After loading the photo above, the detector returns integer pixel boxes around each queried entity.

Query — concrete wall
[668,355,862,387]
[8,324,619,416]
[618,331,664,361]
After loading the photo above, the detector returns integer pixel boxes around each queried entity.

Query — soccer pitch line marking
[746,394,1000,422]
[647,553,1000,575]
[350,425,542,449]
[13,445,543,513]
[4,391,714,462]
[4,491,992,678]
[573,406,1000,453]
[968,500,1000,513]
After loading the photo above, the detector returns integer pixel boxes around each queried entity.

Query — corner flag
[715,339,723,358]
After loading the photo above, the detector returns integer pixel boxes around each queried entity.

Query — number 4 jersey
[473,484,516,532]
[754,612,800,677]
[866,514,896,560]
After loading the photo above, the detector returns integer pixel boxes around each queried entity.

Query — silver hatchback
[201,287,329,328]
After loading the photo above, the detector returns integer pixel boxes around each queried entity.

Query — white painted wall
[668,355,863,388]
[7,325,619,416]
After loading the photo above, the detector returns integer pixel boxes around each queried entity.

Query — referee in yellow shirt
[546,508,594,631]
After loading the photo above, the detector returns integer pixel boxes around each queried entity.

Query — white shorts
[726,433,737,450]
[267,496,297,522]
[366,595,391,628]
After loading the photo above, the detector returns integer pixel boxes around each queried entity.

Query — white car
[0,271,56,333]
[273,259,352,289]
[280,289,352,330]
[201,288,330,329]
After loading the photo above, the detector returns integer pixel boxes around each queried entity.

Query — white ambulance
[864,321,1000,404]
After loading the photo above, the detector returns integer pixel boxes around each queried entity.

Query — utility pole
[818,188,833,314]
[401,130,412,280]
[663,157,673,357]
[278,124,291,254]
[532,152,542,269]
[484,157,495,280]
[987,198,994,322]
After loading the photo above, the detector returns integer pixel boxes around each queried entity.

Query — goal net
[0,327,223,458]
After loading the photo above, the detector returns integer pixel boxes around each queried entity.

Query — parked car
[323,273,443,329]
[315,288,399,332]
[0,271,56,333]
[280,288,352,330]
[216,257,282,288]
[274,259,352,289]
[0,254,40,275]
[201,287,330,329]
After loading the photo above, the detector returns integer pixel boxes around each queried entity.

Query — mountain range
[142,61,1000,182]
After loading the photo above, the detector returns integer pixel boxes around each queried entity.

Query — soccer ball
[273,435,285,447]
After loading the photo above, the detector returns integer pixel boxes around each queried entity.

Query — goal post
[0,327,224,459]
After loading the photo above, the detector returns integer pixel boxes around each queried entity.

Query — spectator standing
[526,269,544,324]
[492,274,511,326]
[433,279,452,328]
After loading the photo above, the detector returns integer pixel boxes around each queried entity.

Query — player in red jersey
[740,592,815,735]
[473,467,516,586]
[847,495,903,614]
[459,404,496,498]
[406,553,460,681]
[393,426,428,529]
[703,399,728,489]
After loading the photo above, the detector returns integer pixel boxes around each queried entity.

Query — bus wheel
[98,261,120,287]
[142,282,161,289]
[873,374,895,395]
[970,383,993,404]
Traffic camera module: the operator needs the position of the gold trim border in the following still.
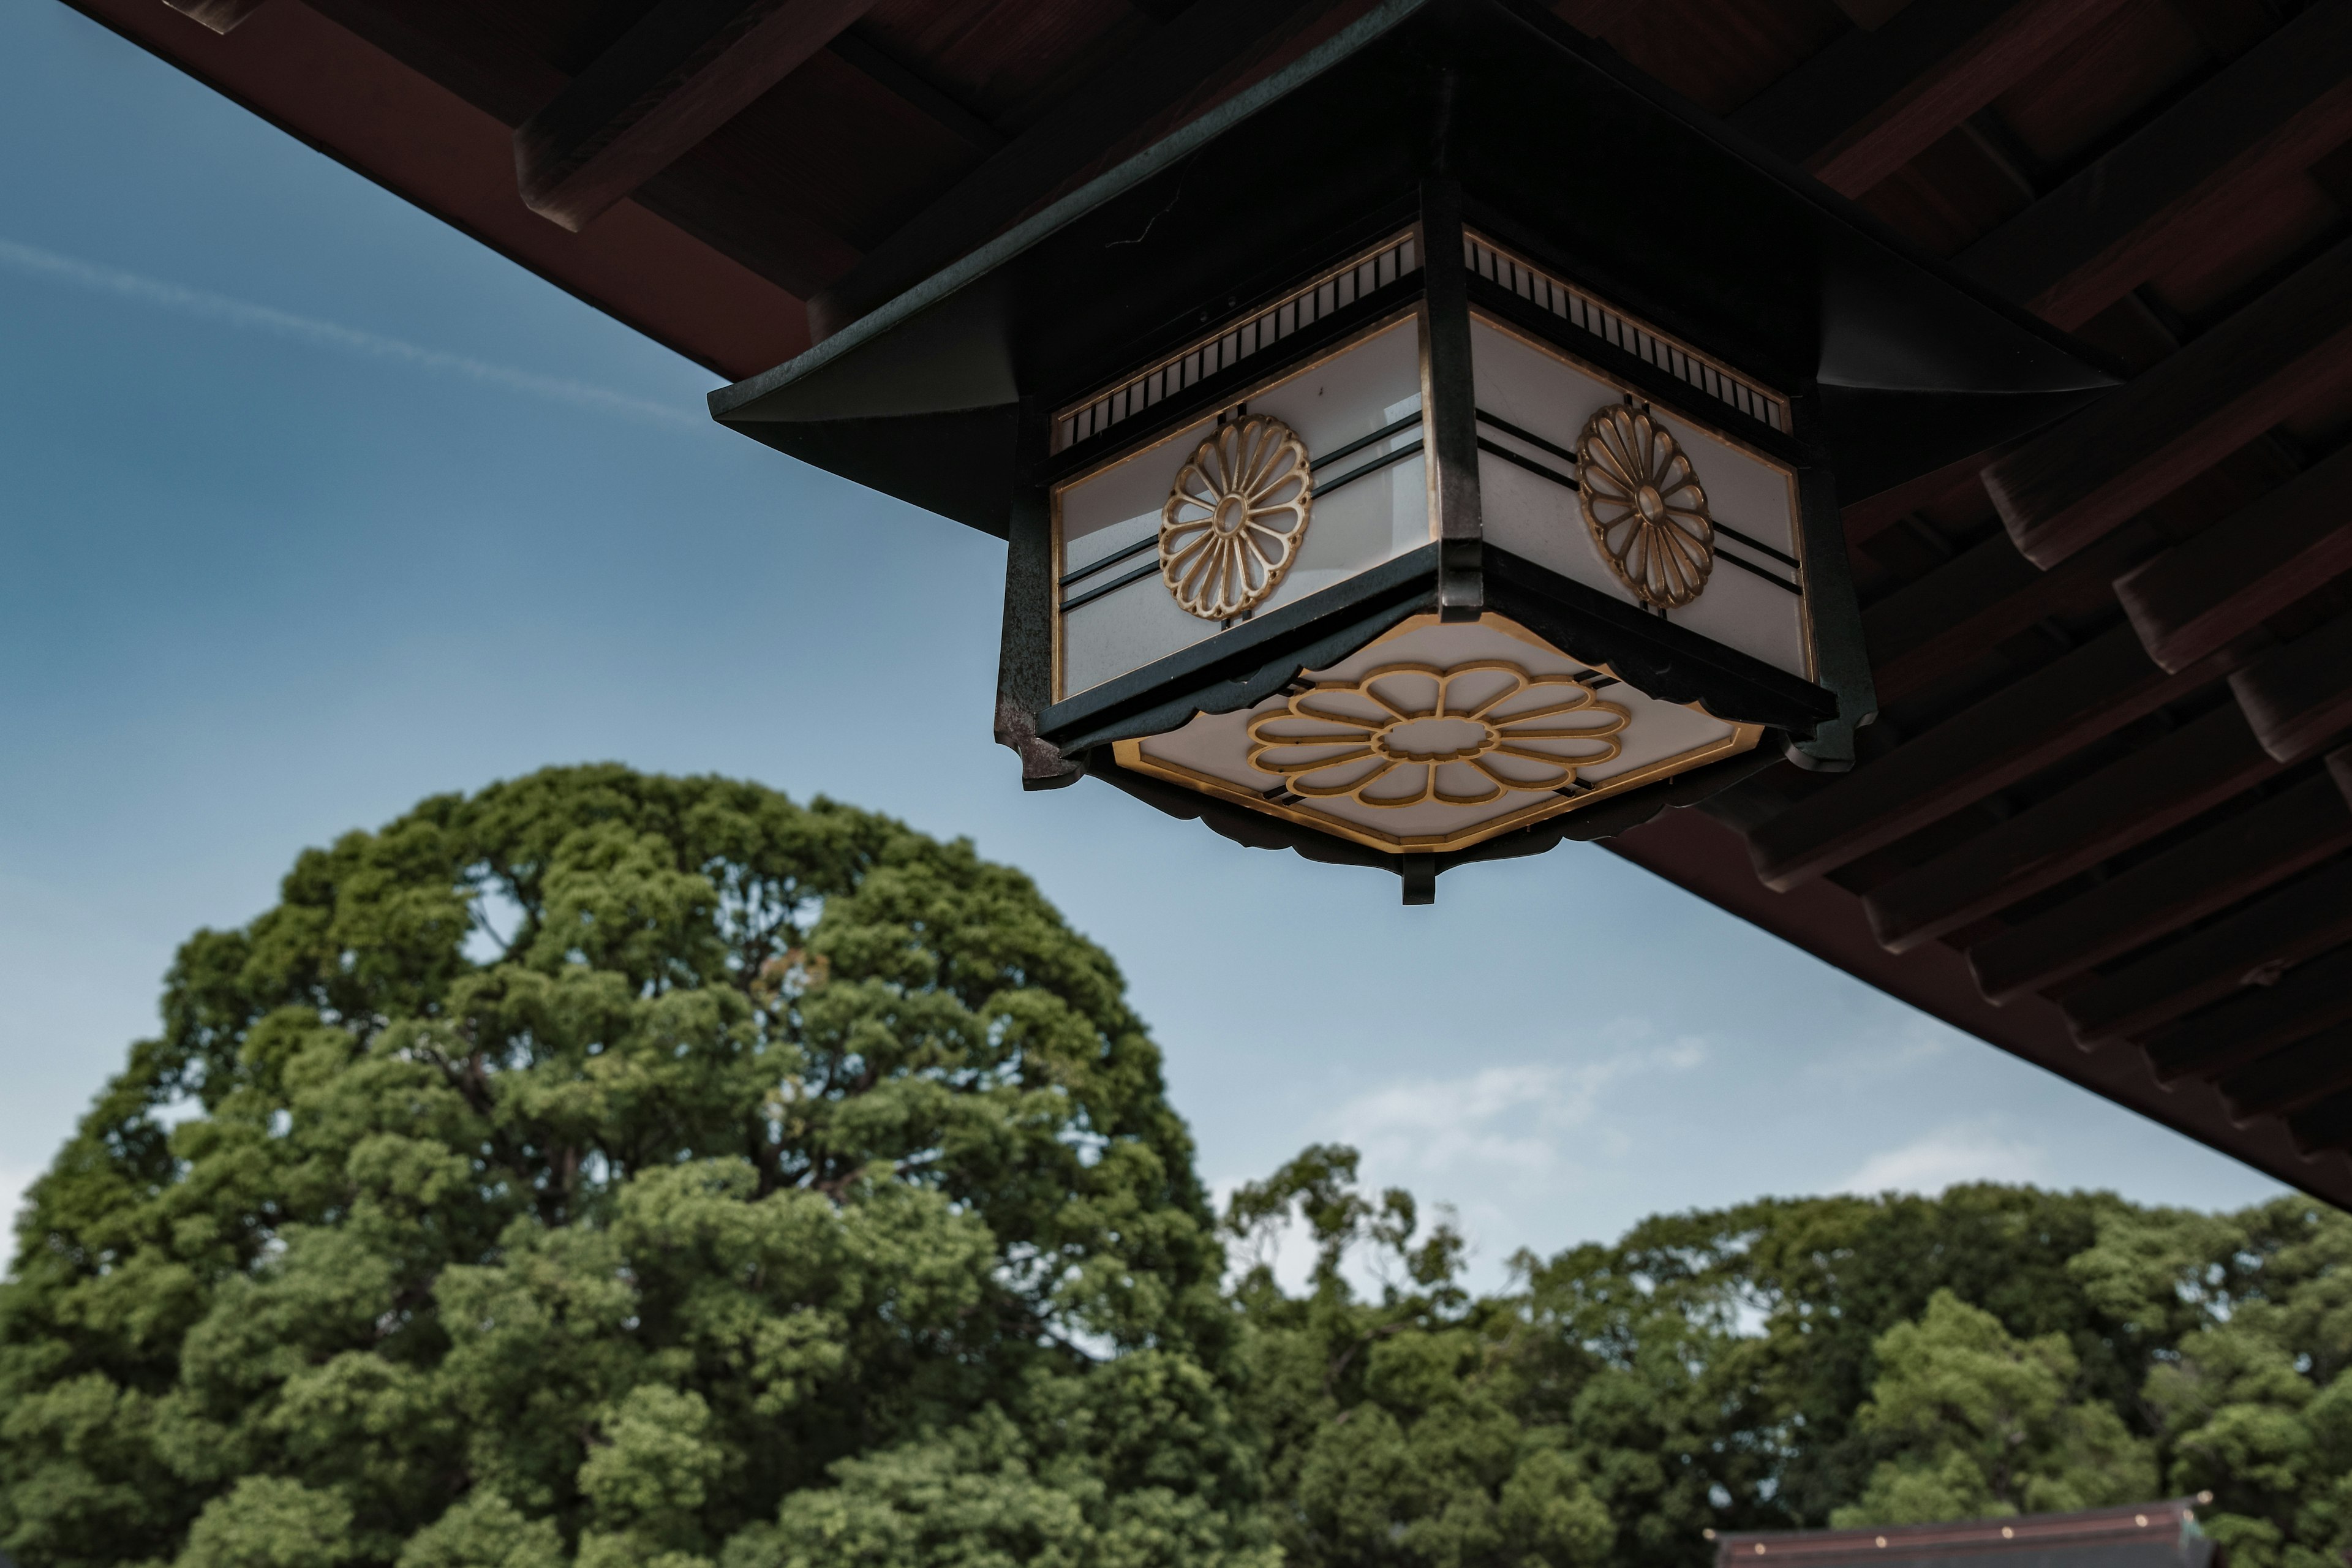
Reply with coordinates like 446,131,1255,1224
1470,309,1817,684
1052,305,1432,704
1051,230,1422,451
1110,612,1765,856
1463,231,1791,431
□ □ □ □ □
Which lines run from the one containing "Query — bus wheel" to the end of the entries above? Write them out exactly, leaving out every picture.

● **Answer for the task**
Query — bus wheel
[98,261,120,287]
[142,282,161,289]
[873,374,895,395]
[970,383,993,404]
Traffic camera module: the operator needs the position of the gold trim border in the following still.
Reply with coordinates like 446,131,1255,1224
1470,309,1817,684
1052,305,1432,704
1051,230,1422,451
1110,612,1765,856
1463,231,1791,431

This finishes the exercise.